**Kutipan Pilihan**
----
Saya tidak selalu setuju dengan gagasan teman tadi. Karena tangisan tidak selalu berasal dari hati yang sedih, bahkan kegembiraan juga mengalirkan air mata. Dan meskipun air mata itu mengalir dari kesedihan, itu tidak mengapa. Karena akan menjadi bermakna ketika mengalami kegembiraan. Hanya yang pernah mengalami kesedihan mendalam, akan menghargai tiap jengkal kebahagiaan.
Jalanan di kota Banjarmasin telah sepi, karena hari telah mendekati dini hari. Sesampai di rumah ternyata Bu Agus belum tidur. Beliau masih menunggu kami, sementara itu mertuanya telah pulang. Kami kembali ngobrol ngalor-ngidul di ruang keluarga. Pada awalnya yang kami bicarakan adalah tema-tema ringan, bagaimana tadi perjalanan saya, apa tadi yang kami makan, dll. Hingga kami membicarakan tema yang cukup sensitif, yang sudah saya perkirakan akan kami singgung, yaitu pengalaman kesedihan yang pernah mereka alami. Anaknya gagal dalam belajar.
Belajar
Ada berbagai cara seseorang belajar. Ada yang harus mengalami terlebih dahulu. Ada yang hanya melihat saja. Atau mesti diberitahu. Mereka yang belajar karena mengalami biasanya akan melekat lama. Yang belajar karena diberitahu, biasanya akan mudah lupa. Segala pengalaman, entah baik atau buruk adalah sarana belajar. Maka tidak heran jika kemudian ada ungkapan, pengalaman adalah guru yang terbaik. Tergantung mau belajar darinya atau tidak.
Taruhlah contoh seorang anak yang belajar mengenali bahwa api itu panas. Ia akan meyakini bahwa api itu panas jika pernah merasakan jilatan api. Mereka yang pernah menyentuh setrika yang panas, kesenggol knalpot panas, akan berkata; bukan hanya api yang panas. Lalu dia mulai menghindari apa-apa yang panas. Ada juga yang diberitahu mamanya; api itu panas, air mendidih itu panas, kompor iti panas, dll. Anak itu pun belajar.
Bunga, puteri semata wayang keluarga Agus, yang saya singgung di atas, kemarin dulu tidak naik kelas. Kejadian itu sungguh suatu pukulan yang sangat berat bagi mereka. Ada banyak alasan yang membuat mereka malu dan terpukul. Pertama, Bunga adalah ‘duta sekolah’ yang tahun lalu datang ke kampung halamannya, ke sekolahnya yang lama untuk mempromosikan sekolahnya yang baru. Ternyata sekarang dia tidak naik kelas. Apakah anak itu sungguh bodoh? Atau ada hal lain yang berada di luar pengetahuan orangtuanya yang membuat Bunga tidak naik kelas.
----
**Yang Perlu Dikerjakan**
(A) Tuliskan ulang dengan persis bagian kutipan tentang belajar dari pengalaman yang diawali dengan kata-kata berisi "Saya tidak selalu" dan diakhiri dengan "tiap jengkal kebahagiaan.".
(B) Tulis kelanjutan kutipan tentang belajar dari pengalaman, dimulai setelah kalimat terakhir yang ditampilkan.
Daftar di bawah ini tidak diperlukan.

**Bagian Data**
----
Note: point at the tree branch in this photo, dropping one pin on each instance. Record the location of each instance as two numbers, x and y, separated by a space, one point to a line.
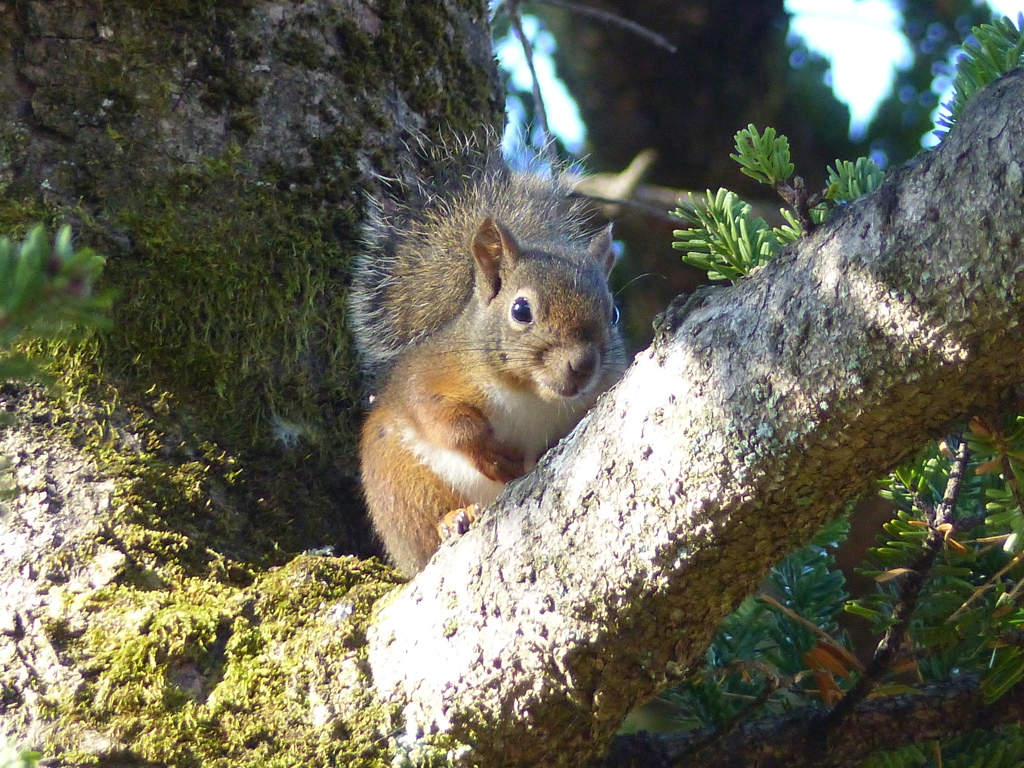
----
**Jawaban Tugas**
(A)
Saya tidak selalu setuju dengan gagasan teman tadi. Karena tangisan tidak selalu berasal dari hati yang sedih, bahkan kegembiraan juga mengalirkan air mata. Dan meskipun air mata itu mengalir dari kesedihan, itu tidak mengapa. Karena akan menjadi bermakna ketika mengalami kegembiraan. Hanya yang pernah mengalami kesedihan mendalam, akan menghargai tiap jengkal kebahagiaan.

(B)
Sejatinya orangtua telah melakukan yang terbaik yang mereka bisa. Si anak telah di masukkan ke dalam asrama. Harapannya, si puteri akan memperoleh banyak pendampingan sehingga sukses dalam belajar. Namun ada hal-hal yang di luar perkiraan, yaitu perhatian dan relasi dengan sekolah dan anak. Di kota Malang, si anak memiliki seorang tante yang kerap datang mengunjunginya. Bukan sekadar mengunjungi, tetapi juga membantunya. Si tante juga yang selalu datang ke sekolah mewakili orangtua Bunga.
Apakah yang salah dengan ini semua? Apakah kunjungan si tante salah? Apakah bantuan si tante salah? Tentu saja bukan. Kunjungan akan memberi kelegaan dan terbebas dari kungkungan kangen dan kesendirian. Yang kurang tepat adalah komunikasi yang kurang sempurna. Segala hal yang disampaikan oleh pihak sekolah melalui wali kelas, oleh tante Bunga tidak pernah diteruskan kepada orangtuanya. Tante ingin melindungi kemenakan agar tidak kena marah. Ternyata niat baik tidak selalu berbuah baik. Apalagi jika niat tidak memperthitungkan hasil dan tujuan. Semuanya bisa menjadi bencana.
Hal itulah yang membuat orangtua Bunga tidak pernah merasa khawatir dengan anaknya. Sedangkan suster di asrama beranggapan bahwa masalah Bunga telah diurus oleh orangtuanya sendiri. Sebab setiap kali menerima raport, yang datang adalah keluarga, yaitu tantenya. Maka komunikasi sungguh-sungguh macet, bukan karena sulit berkomunikasi, tetapi karena saling mengandaikan. Akibatnya, ketika Bunga tidak naik kelas, dunia seakan-akan runtuh dan keluarganya menjadi gempar.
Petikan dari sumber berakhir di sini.